=== Begin Enclosure ===

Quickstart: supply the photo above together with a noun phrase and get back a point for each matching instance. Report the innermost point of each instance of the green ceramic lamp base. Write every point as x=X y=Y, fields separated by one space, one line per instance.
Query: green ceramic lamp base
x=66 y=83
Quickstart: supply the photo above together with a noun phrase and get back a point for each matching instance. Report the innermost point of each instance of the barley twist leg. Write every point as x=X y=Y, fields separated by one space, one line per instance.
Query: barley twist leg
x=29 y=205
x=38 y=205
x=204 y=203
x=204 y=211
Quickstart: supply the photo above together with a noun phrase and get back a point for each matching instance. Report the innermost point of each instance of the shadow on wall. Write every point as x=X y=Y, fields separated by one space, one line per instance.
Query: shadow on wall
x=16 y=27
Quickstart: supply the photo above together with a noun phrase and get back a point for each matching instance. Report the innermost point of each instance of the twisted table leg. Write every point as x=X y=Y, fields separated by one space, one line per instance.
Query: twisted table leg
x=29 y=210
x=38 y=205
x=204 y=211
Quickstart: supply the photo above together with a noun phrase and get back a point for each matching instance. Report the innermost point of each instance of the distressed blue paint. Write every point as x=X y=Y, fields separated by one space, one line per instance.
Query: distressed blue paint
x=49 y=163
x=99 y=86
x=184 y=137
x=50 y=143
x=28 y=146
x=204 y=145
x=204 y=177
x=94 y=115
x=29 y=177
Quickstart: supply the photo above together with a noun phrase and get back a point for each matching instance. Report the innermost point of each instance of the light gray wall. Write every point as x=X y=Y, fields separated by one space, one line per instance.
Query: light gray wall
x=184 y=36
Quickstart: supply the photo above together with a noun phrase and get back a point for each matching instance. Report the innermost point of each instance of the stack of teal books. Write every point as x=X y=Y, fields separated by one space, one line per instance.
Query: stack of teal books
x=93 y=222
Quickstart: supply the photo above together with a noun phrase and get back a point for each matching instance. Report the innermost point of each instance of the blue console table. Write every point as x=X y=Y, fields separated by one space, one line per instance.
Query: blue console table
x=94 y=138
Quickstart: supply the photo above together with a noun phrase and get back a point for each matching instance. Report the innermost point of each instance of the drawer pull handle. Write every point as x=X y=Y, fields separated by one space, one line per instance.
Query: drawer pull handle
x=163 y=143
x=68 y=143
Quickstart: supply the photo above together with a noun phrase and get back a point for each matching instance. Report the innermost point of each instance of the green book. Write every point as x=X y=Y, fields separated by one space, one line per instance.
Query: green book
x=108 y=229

=== End Enclosure ===

— Activity —
Going back to the entries above, set down exactly the lines that begin at the one with "Query: stack of teal books" and end at the one with "of the drawer", both included, and nothing else.

— Output of the task —
Query: stack of teal books
x=93 y=222
Quickstart: supply the photo above together with a noun phrase and get back a point for each matching instance. Report the innermost point of each instance of the blue console table. Write every point as x=X y=Y, fields separated by one space, one line per instance.
Query: blue console table
x=94 y=138
Quickstart: supply the photo above together with a noun phrase and get back a point for each matching instance. Report the innermost point of each instance of the drawer pull handle. Write every point as x=X y=Y, fields separated by one space, one line per instance.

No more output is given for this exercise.